**STATED TASK**
Everything from the line containing "Task: list a point for each instance of the flagstone" through the last line of the records must be returned verbatim, and nothing outside that range.

**THE DATA**
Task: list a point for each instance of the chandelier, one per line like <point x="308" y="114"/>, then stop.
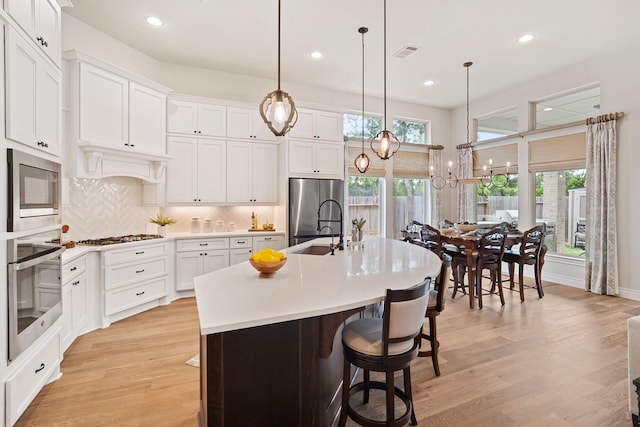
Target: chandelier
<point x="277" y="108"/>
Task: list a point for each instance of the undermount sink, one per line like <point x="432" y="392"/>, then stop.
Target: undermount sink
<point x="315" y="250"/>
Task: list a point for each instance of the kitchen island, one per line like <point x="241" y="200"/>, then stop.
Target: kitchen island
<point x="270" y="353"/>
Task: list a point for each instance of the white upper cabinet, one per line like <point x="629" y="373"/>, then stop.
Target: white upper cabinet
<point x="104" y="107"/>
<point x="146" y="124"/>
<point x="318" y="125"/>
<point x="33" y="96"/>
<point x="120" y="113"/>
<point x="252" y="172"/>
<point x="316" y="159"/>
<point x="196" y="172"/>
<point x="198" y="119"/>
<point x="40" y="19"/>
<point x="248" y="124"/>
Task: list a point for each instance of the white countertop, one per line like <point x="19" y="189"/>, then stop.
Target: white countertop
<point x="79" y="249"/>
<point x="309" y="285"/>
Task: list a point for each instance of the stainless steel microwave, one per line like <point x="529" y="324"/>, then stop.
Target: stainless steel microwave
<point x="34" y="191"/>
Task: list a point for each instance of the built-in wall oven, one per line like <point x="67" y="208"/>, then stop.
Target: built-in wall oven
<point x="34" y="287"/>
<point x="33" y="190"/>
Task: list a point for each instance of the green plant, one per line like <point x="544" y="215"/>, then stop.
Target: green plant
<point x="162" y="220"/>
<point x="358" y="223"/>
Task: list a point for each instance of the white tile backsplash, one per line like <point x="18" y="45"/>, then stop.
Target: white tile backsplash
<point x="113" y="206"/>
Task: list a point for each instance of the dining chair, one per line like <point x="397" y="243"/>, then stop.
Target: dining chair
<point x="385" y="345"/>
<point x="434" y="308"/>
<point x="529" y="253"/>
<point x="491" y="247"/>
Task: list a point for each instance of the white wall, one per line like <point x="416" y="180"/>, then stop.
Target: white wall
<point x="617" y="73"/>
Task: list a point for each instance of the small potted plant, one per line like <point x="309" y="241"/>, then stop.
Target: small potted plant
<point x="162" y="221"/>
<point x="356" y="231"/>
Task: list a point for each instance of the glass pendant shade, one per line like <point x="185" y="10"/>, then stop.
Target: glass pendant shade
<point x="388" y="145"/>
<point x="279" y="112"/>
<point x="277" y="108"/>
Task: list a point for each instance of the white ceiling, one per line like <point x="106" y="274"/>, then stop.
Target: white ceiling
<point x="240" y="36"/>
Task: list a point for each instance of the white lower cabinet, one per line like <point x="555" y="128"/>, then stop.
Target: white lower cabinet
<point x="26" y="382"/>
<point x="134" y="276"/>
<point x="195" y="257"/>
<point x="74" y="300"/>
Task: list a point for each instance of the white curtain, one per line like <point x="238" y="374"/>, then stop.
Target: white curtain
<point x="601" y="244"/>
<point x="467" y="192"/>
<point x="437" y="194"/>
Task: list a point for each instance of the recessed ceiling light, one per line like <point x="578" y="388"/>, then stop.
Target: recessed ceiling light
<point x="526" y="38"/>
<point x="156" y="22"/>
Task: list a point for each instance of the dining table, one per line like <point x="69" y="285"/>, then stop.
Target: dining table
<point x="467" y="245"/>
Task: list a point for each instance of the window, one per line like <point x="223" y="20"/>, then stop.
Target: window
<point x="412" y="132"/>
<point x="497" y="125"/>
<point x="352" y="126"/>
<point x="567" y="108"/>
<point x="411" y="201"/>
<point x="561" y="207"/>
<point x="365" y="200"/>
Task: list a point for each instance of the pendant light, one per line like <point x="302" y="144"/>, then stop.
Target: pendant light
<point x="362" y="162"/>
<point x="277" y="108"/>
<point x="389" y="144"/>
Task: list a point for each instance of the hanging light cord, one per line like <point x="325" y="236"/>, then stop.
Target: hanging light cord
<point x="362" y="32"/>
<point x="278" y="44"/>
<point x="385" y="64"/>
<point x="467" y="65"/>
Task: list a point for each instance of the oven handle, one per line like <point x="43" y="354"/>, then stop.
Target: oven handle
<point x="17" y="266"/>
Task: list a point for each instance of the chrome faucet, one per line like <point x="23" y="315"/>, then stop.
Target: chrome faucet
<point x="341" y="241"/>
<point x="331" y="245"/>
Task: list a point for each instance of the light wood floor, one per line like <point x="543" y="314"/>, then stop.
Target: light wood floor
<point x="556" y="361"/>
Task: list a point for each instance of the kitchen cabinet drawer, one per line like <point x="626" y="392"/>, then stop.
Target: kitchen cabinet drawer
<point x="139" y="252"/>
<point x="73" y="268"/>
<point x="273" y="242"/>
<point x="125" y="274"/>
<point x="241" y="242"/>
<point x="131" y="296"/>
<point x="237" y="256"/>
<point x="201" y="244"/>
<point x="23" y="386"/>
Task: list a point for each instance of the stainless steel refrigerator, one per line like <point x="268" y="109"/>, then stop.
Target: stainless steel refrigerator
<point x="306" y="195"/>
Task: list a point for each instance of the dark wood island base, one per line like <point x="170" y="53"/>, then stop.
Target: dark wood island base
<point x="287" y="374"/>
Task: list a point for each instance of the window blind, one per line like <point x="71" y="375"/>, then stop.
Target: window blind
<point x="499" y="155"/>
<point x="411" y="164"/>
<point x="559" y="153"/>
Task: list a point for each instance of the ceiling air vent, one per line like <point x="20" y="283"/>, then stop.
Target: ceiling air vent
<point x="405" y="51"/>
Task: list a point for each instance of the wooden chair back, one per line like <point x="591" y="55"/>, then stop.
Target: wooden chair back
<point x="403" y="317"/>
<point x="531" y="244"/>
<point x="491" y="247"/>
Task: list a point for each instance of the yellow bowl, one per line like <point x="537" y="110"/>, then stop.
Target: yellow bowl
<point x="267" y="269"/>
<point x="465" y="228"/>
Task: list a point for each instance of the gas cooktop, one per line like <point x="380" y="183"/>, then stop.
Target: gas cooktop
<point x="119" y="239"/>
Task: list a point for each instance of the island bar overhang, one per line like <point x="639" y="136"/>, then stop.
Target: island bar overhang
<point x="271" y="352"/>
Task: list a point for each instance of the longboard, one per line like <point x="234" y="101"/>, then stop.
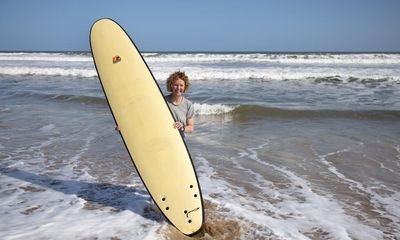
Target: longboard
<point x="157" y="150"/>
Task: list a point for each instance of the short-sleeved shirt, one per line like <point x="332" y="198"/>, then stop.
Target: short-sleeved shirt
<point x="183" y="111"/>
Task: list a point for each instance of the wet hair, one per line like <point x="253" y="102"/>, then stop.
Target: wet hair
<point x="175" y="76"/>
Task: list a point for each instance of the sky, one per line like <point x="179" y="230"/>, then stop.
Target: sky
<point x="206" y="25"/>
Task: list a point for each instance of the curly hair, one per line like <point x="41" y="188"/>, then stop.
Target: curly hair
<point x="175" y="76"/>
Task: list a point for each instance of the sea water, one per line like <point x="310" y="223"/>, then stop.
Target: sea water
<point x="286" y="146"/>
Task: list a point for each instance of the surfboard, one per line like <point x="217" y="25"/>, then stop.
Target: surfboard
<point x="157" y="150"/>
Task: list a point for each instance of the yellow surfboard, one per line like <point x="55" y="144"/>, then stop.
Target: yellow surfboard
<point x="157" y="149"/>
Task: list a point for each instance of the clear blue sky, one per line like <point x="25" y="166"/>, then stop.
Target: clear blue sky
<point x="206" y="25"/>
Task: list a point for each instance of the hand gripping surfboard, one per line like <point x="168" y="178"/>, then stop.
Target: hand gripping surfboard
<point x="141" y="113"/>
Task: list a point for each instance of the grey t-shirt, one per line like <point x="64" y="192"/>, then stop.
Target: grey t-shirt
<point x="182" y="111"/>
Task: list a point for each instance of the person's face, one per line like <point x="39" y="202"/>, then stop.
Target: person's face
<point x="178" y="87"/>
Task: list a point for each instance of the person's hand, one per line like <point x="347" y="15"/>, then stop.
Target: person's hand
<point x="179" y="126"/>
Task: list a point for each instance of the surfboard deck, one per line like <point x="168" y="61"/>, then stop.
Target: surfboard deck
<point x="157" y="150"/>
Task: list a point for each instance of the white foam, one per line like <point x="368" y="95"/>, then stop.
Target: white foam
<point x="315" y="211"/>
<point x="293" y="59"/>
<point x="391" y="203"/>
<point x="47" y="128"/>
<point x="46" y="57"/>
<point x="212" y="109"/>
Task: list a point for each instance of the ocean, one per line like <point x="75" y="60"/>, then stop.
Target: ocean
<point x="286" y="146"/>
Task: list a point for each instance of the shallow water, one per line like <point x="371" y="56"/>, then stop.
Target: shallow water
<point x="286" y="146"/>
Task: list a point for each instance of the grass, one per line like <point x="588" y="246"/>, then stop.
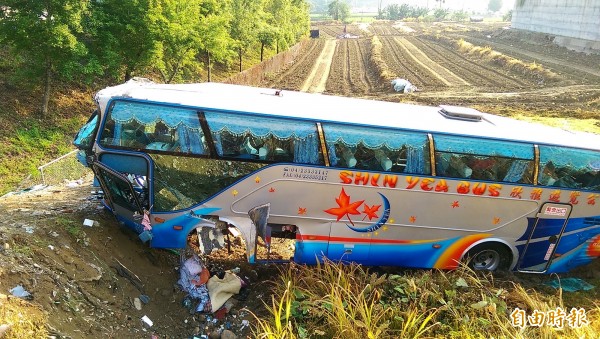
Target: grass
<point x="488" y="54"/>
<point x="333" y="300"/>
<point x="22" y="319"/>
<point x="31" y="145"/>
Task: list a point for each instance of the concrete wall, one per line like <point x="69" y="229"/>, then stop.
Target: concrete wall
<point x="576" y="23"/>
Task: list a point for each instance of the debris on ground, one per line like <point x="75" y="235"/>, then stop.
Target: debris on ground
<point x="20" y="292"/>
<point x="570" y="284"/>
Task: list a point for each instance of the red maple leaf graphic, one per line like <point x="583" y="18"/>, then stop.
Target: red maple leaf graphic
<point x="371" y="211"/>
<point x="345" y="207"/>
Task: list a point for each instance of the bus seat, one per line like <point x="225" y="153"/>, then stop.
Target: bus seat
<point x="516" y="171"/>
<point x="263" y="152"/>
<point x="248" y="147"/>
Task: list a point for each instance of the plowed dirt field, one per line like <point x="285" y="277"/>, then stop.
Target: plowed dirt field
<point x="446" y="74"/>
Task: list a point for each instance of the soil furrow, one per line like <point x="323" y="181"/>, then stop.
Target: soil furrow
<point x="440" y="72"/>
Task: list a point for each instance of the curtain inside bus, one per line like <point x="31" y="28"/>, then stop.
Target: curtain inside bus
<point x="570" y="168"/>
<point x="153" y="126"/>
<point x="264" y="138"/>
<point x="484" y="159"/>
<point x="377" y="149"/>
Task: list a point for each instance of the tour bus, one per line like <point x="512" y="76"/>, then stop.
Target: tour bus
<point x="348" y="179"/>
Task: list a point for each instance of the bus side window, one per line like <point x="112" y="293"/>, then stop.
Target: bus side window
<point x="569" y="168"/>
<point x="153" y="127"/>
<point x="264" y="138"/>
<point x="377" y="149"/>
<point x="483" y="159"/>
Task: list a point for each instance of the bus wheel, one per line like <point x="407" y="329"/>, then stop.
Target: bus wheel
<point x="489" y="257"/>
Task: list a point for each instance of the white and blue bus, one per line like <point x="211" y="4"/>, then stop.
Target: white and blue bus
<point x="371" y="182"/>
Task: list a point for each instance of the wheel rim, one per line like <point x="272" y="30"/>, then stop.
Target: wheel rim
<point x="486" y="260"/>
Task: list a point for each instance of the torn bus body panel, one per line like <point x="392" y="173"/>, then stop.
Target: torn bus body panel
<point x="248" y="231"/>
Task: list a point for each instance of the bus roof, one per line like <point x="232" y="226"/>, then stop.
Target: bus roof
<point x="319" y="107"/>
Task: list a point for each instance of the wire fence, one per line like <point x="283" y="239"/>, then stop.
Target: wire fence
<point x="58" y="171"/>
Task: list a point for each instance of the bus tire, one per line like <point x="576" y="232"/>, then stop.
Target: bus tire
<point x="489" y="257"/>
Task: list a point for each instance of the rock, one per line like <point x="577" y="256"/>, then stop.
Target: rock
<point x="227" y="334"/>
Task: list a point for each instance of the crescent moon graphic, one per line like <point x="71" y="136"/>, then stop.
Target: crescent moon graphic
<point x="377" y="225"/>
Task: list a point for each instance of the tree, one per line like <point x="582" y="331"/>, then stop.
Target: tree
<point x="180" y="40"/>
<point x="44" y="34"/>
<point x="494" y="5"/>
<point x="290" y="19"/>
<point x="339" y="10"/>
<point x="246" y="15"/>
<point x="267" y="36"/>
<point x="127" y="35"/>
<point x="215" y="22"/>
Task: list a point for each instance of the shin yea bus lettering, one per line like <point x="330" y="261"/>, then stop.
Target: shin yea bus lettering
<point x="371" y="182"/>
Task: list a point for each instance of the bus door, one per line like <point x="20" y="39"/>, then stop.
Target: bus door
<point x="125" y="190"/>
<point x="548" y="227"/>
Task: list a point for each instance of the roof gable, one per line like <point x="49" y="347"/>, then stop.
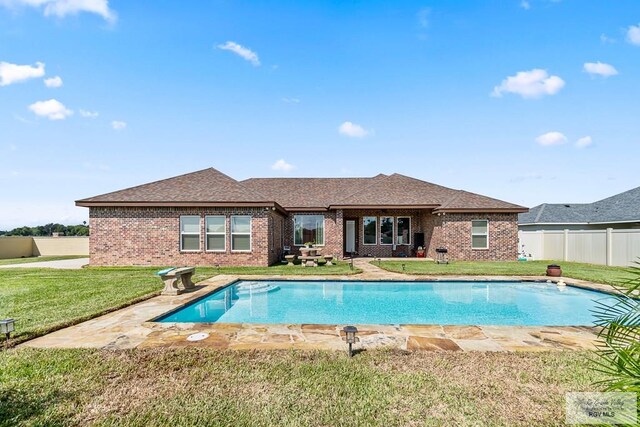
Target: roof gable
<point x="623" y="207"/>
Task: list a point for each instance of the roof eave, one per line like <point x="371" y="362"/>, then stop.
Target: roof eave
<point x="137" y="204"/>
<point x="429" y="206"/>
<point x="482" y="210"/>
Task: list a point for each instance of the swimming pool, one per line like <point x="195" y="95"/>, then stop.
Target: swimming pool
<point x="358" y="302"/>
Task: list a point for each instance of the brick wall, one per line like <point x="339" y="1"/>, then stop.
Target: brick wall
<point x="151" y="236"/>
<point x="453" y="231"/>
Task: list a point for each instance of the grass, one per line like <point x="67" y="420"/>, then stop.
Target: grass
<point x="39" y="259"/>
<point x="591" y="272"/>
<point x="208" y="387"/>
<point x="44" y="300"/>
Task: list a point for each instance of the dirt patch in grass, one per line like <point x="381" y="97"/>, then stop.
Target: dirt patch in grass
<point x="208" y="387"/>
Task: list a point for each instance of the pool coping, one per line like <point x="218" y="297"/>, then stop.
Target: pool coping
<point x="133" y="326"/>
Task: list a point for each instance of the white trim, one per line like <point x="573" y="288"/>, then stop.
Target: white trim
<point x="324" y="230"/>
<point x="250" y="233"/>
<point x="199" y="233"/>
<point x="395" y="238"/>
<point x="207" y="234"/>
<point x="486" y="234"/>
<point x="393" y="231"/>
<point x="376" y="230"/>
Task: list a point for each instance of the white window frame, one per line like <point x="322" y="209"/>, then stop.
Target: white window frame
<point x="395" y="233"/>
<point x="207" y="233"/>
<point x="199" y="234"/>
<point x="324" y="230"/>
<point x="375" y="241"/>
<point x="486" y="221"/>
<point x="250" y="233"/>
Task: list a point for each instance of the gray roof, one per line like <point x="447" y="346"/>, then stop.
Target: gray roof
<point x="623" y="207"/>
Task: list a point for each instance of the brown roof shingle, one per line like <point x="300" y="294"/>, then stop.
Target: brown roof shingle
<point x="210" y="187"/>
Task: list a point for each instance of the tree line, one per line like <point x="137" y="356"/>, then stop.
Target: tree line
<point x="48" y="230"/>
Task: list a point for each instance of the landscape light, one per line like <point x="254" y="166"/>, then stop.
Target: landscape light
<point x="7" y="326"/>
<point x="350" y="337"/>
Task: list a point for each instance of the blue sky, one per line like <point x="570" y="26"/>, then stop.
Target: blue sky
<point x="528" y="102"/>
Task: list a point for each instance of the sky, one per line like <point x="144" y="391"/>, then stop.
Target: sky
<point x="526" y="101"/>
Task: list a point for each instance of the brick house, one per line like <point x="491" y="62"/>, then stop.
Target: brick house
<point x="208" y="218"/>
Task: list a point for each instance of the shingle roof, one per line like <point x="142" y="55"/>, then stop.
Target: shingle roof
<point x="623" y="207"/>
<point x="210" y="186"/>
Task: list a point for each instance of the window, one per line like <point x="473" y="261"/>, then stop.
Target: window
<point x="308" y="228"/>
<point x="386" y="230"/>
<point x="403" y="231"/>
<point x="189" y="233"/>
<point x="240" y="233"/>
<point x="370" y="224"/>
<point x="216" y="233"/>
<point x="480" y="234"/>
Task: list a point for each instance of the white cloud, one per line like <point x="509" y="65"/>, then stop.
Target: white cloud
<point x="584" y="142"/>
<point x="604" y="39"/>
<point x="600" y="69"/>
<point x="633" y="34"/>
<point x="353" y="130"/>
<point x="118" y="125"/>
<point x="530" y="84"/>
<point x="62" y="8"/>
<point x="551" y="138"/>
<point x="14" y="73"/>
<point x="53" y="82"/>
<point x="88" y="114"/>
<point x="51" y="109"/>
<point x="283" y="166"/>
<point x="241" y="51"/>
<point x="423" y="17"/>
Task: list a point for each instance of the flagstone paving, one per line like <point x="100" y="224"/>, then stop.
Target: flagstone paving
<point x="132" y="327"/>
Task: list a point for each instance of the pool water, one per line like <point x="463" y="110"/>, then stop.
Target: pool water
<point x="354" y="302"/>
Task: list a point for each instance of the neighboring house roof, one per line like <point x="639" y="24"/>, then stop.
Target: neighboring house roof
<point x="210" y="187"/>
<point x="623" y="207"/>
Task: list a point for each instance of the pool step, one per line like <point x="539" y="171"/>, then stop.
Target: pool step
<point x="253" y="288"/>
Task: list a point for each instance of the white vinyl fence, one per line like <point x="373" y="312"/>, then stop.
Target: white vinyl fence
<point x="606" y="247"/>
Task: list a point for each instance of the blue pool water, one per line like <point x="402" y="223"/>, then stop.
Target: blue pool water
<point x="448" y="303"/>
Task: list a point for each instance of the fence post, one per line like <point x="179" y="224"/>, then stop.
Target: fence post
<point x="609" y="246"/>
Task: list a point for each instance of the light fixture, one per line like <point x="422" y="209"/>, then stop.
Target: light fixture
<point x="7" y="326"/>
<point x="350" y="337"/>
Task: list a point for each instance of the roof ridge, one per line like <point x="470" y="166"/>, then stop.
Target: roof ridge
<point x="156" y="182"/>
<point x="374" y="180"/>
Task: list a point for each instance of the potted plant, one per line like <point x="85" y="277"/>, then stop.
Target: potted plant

**EXERCISE OUTPUT**
Task: list a point for each instance of the flagstone paving, one per line like <point x="100" y="224"/>, then stop.
Target: flagstone paving
<point x="132" y="327"/>
Task: list a point for each instance of the pool water, one per line like <point x="463" y="110"/>, then stop.
Target: pool water
<point x="354" y="302"/>
Task: list a point for each instance of the neighboring house roof, one per line like <point x="639" y="24"/>, then stop.
Target: neighboring house roof
<point x="210" y="187"/>
<point x="623" y="207"/>
Task: list a point for each instance of the pool step, one per line like <point x="539" y="171"/>, then stop.
Target: pool step
<point x="253" y="288"/>
Task: list a point for each instance of the white vinyl fence, one per line like <point x="373" y="312"/>, then stop.
Target: white vinyl fence
<point x="606" y="247"/>
Task: list a point for each instance of the blue pool water, one per line like <point x="402" y="223"/>, then stop.
Target: blue pool water
<point x="448" y="303"/>
Task: list a point for each instance of the fence post, one per line like <point x="179" y="224"/>, then stop.
Target: fence post
<point x="609" y="246"/>
Task: list a point for each instance of the light fixture, one per line like <point x="422" y="209"/>, then stop.
Target: light fixture
<point x="7" y="326"/>
<point x="350" y="337"/>
Task: list a point for each instance of the roof ridge, one per line like <point x="470" y="166"/>, then stop.
Target: roof ridge
<point x="156" y="182"/>
<point x="374" y="180"/>
Task: list a point for each instance of the potted plant, one per line like <point x="85" y="277"/>, then stop.
Target: potted plant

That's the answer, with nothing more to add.